Problem to solve: Repeat the following data exactly, omitting pictures.

Records supplied:
□ □ □

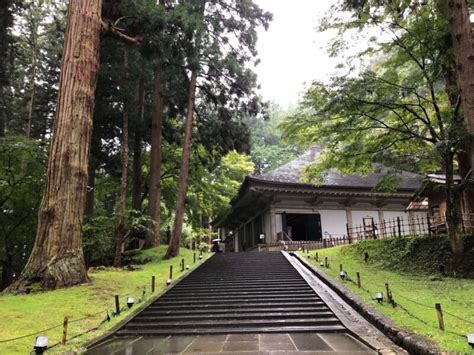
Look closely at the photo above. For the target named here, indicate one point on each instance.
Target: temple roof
(292, 172)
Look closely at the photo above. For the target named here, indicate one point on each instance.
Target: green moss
(425, 255)
(26, 314)
(411, 267)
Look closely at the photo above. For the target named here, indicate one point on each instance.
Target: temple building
(278, 206)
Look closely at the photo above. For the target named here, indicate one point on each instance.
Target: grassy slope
(455, 295)
(25, 314)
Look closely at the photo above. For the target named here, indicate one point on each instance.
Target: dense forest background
(231, 120)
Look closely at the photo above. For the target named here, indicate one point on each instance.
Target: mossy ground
(26, 314)
(411, 268)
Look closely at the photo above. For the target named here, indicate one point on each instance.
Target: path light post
(439, 313)
(117, 305)
(379, 297)
(470, 339)
(41, 344)
(63, 341)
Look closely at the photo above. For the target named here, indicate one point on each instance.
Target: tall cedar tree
(223, 79)
(57, 259)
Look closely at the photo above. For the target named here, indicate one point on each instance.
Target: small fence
(369, 229)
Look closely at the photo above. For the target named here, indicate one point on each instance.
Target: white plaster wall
(333, 222)
(394, 214)
(279, 223)
(358, 216)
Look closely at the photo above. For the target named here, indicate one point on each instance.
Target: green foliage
(396, 111)
(268, 150)
(22, 178)
(25, 314)
(423, 255)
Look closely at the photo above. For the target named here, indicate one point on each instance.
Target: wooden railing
(300, 245)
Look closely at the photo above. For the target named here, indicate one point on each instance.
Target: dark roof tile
(292, 173)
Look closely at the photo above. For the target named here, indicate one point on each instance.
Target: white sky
(291, 51)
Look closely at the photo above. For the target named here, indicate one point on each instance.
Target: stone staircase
(237, 293)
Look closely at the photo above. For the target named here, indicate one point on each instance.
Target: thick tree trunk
(7, 273)
(57, 259)
(154, 196)
(463, 157)
(90, 196)
(173, 249)
(122, 205)
(453, 213)
(137, 149)
(120, 227)
(32, 94)
(463, 45)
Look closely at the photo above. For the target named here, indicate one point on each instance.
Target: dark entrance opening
(301, 227)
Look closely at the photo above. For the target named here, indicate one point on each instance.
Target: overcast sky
(290, 51)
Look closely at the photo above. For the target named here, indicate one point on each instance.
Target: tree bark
(463, 45)
(173, 249)
(90, 195)
(137, 149)
(122, 206)
(154, 195)
(57, 258)
(34, 42)
(453, 212)
(32, 94)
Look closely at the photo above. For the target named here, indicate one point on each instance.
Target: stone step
(233, 330)
(213, 306)
(153, 317)
(256, 300)
(299, 286)
(236, 293)
(177, 293)
(224, 310)
(244, 297)
(217, 323)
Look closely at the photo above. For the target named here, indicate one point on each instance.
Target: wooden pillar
(273, 226)
(382, 229)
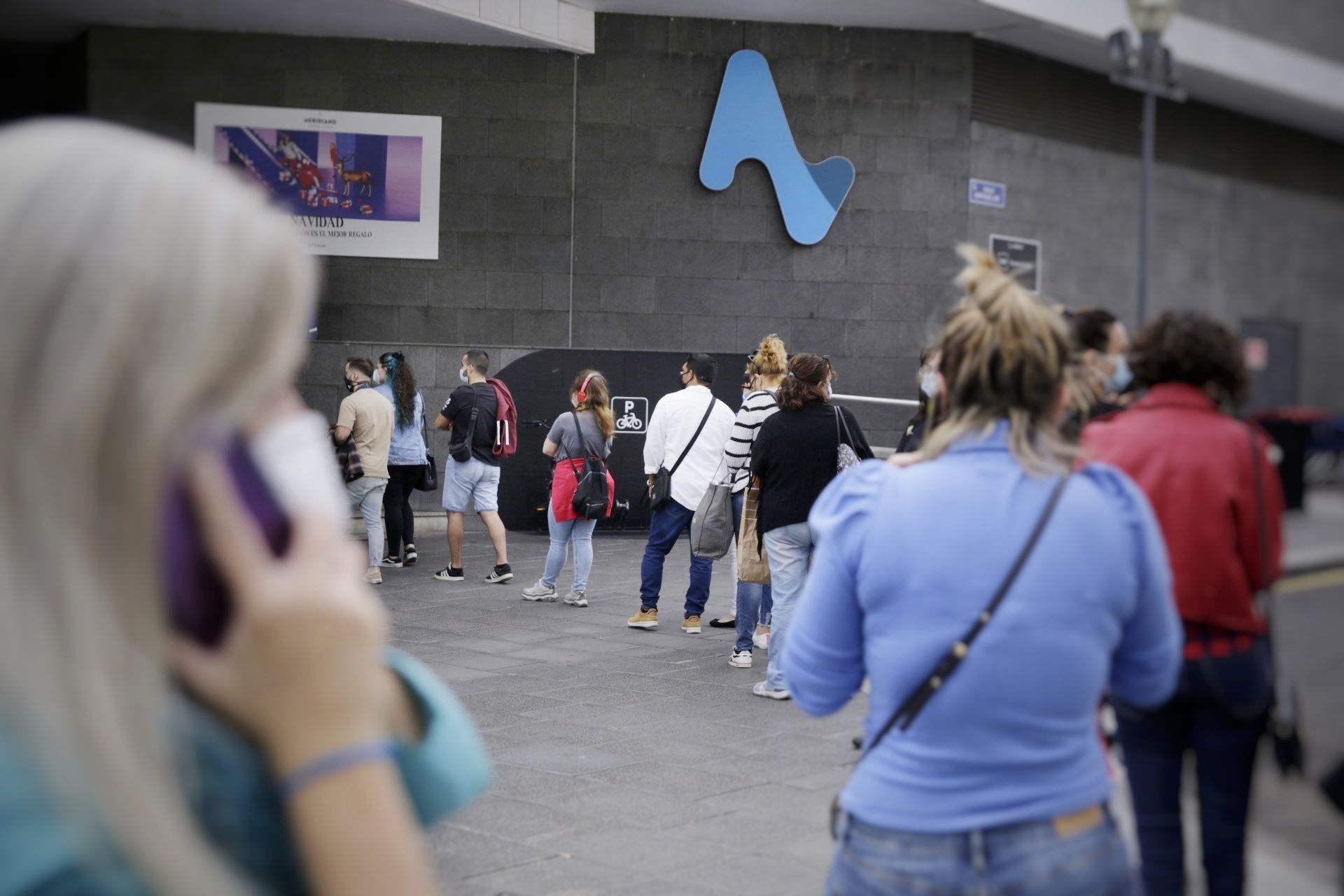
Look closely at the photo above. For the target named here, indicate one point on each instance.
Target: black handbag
(917, 699)
(662, 491)
(1281, 723)
(428, 480)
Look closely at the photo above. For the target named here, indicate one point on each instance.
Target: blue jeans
(1015, 859)
(578, 531)
(666, 527)
(1219, 713)
(755, 601)
(788, 550)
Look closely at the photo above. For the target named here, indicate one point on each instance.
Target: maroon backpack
(505, 421)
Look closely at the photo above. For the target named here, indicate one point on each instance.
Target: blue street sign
(987, 192)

□ □ □

Answer to this task:
Look closely at the photo above. For the target named here, indicate one point on each instance.
Target: temple roof
(292, 172)
Look closely at the photo above. For the target named here, indicate one point on each instance.
Target: green moss
(425, 255)
(26, 314)
(411, 267)
Look closely at the photo above. For the target named here, indicate one point on each instance.
Target: temple building
(278, 206)
Look closely at the photo above. For the target named here, indicate one point on each instance.
Target: grassy slope
(455, 295)
(25, 314)
Look closely at the photo above. For the target named here, indicate one point on each instance.
Target: dense forest background
(231, 120)
Look closely at the photo above. For the target named here, indicate one point on each instance.
Target: mossy ground
(26, 314)
(411, 268)
Look closely at the photo above. For the target named here, indicate one point on each instance.
Target: path light post
(439, 313)
(117, 305)
(379, 297)
(470, 339)
(41, 344)
(63, 341)
Look closely at the photo above. For the target named here, indicate one point on each instance.
Target: tall cedar tree
(223, 79)
(57, 259)
Look closely at the photo above. For the target named here, indicate one point on each instance.
Target: small fence
(369, 229)
Look closely at the photo above. For the target named here, indicate one point on each instance.
Target: white plaster wall
(333, 222)
(394, 214)
(279, 223)
(358, 216)
Look closely at the photo above. For the target named here, indicate one point on each instance.
Target: green foliage
(396, 111)
(268, 150)
(22, 178)
(25, 314)
(423, 255)
Look closely at the photo above. For the target named here, indicate one point on each instance.
Target: wooden railing
(300, 245)
Look closely at the photo above. For the target named here, indicate one point on each instance.
Target: dark roof tile
(292, 173)
Look closely at the photo above. For the target named here, indicate one point on each instance.
Target: white sky
(291, 51)
Look closely at the photo above. For the target named here, indicate one point on each instance.
Target: stone staircase
(237, 293)
Look closely at the photo above. For the target named here, indicate one point on each instance.
Target: thick tree trunk
(7, 273)
(57, 259)
(154, 196)
(463, 157)
(90, 196)
(173, 249)
(122, 205)
(453, 213)
(137, 149)
(120, 227)
(32, 94)
(463, 45)
Look closely at the photo above. For the target named here, indicate one point on each instance.
Target: dark entrance opening
(301, 227)
Look closely at the photo above. For the target named here, indicate one point on each instance.
Target: overcast sky
(290, 51)
Look closely at the photo above. For the target named here, indicate one point on each instance.
Target: tree bark
(463, 45)
(173, 249)
(90, 195)
(137, 149)
(122, 206)
(154, 195)
(57, 258)
(34, 42)
(453, 212)
(32, 94)
Look closely at the photo above. For the target named here, indicate one point on each instance.
Target: stone step
(233, 330)
(213, 306)
(153, 317)
(256, 300)
(299, 286)
(236, 293)
(177, 293)
(224, 310)
(244, 297)
(217, 323)
Look closely at the photo above. For the target named here, indicate one point on each instance.
Target: wooden pillar
(273, 226)
(382, 229)
Look closely at the photo above. For the target named here, indicate one point on each instance.
Target: black handbag
(917, 699)
(662, 491)
(1281, 723)
(428, 480)
Look closely at the photo above. For the target named here, indicate one point on each instance.
Target: blue jeans
(1015, 859)
(578, 531)
(666, 527)
(1219, 713)
(755, 601)
(788, 550)
Look closely at the photo above. For the target named here, indicate one point on each instance.
Target: maroon backpack
(505, 421)
Look closely at the photo above. For the target named here, indicate one point on each instance.
Target: blue street sign
(987, 192)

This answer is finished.